Please change "railing post" to "guardrail post" throughout these records and give them back otherwise unaltered, omitting the pictures.

Records excerpted from a collection:
[start]

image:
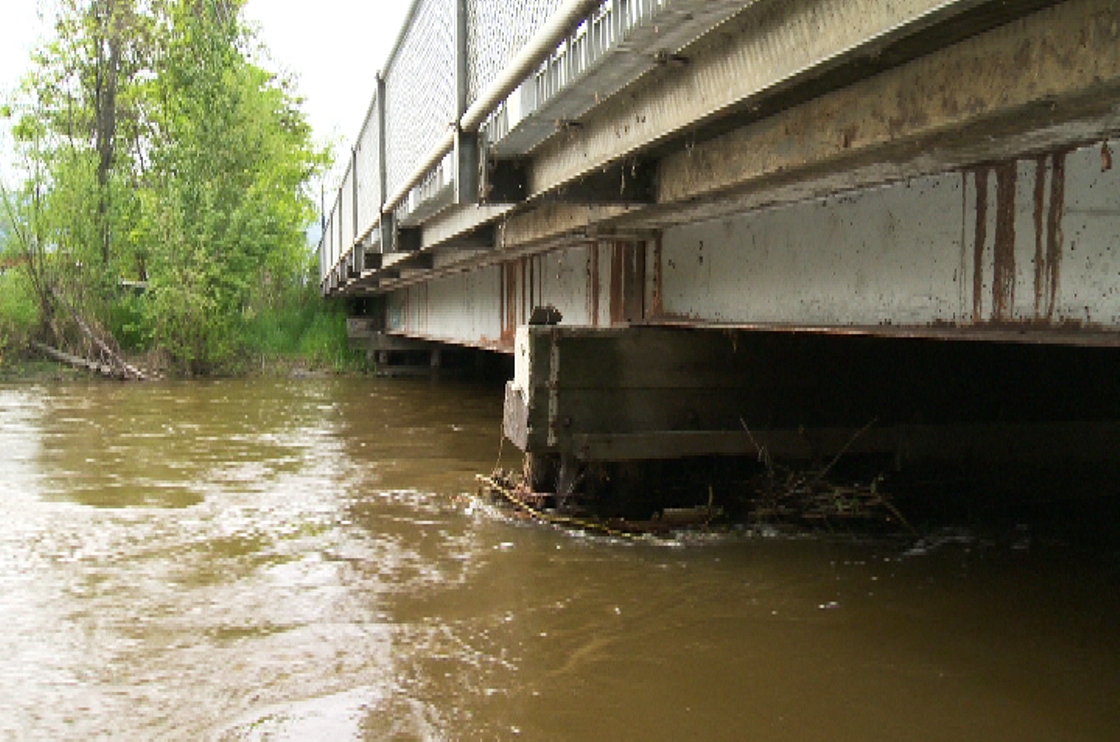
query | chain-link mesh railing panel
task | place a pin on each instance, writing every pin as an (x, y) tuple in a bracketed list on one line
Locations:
[(367, 164), (346, 211), (496, 30), (420, 90)]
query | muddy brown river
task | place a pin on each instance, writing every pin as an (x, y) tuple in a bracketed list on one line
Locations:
[(302, 560)]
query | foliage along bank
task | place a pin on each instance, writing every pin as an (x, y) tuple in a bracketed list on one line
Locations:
[(166, 193)]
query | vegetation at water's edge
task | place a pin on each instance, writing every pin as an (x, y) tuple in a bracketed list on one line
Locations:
[(165, 196)]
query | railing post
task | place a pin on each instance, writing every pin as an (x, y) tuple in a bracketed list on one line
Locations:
[(385, 229), (357, 258), (466, 145)]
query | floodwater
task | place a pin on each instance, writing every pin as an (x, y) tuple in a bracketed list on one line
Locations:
[(302, 560)]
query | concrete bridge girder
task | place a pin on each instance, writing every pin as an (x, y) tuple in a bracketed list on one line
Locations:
[(1023, 250)]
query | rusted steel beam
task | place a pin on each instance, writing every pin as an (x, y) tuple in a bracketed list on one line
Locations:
[(1048, 81), (766, 50)]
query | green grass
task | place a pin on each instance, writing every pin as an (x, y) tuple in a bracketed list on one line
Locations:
[(19, 313), (309, 331)]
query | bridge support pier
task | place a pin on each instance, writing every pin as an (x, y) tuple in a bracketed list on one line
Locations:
[(587, 396)]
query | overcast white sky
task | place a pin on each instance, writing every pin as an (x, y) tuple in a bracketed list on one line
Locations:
[(334, 47)]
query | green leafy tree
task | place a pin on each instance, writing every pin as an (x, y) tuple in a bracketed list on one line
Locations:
[(159, 152)]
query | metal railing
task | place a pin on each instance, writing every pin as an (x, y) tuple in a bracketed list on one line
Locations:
[(449, 73)]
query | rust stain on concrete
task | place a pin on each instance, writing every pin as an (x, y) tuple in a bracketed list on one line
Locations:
[(656, 300), (981, 237), (593, 283), (1002, 285), (1055, 238), (1039, 241)]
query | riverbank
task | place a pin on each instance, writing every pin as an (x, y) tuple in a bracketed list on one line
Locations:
[(31, 368)]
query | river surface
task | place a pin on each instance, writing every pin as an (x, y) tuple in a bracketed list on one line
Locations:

[end]

Answer to the problem.
image:
query | chain-link mesh railing panel
task | place a pin on each instance, writing every pin as an (x, y) tuple in a bracketed list on one line
Locations:
[(367, 164), (346, 211), (496, 30), (420, 90)]
query | muddy brown river
task | place a pin on each instance, writing every pin as an (x, y) tuple in a bracketed list on one line
Locations:
[(302, 560)]
query | foliage along bank
task | place a pin on each instance, writing every pin as an (x, y) tuple in a bracketed list on one line
Locations:
[(166, 193)]
query | vegetation at water's edge
task | place a pin on each instance, writing every pin as an (x, y) tuple in a bracketed list on one line
Locations:
[(165, 196)]
query | guardrail post
task | place a pin on each instance, writing every pin as an (x, y) tuple in a bracketed list on one line
Locations:
[(385, 229), (357, 258), (466, 145)]
query | floodwater
task | place a pin on each instance, writing every pin as an (x, y) tuple in a bracketed list on one line
Locations:
[(302, 560)]
query | concrete bridge girder
task | place a pin on each instance, writing every pin as an (x, y) tuple in a bracketed list on one line
Locations:
[(1023, 250)]
query | rusted steel beam
task | place a pin on each instance, writing every pin as an (x, y) tuple in a bracketed list on one line
Locations:
[(1048, 81), (766, 50)]
query | green grass
task | place a pin on each instance, writing every pin as an (x, y) tuple in a bracketed list on one line
Locations:
[(19, 313), (309, 331)]
query | bridge support pier
task | place a pin on each instance, writing every pin as an (x, y) tuple in a bracketed list on one line
Locations:
[(587, 396)]
query | overcast white sky
task | place a pin on each instance, writing every pin as an (x, y) tuple in a bracketed list on one line
Locations:
[(334, 47)]
query | green leafy tree
task | place a pin on each instance, writing every pin as an (x, y) tuple in a bracketed list on one line
Locations:
[(159, 152)]
query | metal railing
task | place a pin on each instance, writing every pin as an (x, y) tuple in a bracketed list on one line
Locations:
[(449, 73)]
query | rust stain on concrete
task | place a pin on each instance, writing every pin as an (x, y) tuple in a bracketed list on one line
Locations:
[(656, 300), (981, 237), (593, 283), (1002, 285), (1055, 238), (1039, 241)]
query | riverbank
task | place a pin on each instance, writing every pin as an (x, y) tuple in a bracketed list on one line
Locations:
[(31, 368)]
query | river surface
task | place a pin on each instance, writing every pin as an (x, y) tuple in a bracketed list on one line
Locations:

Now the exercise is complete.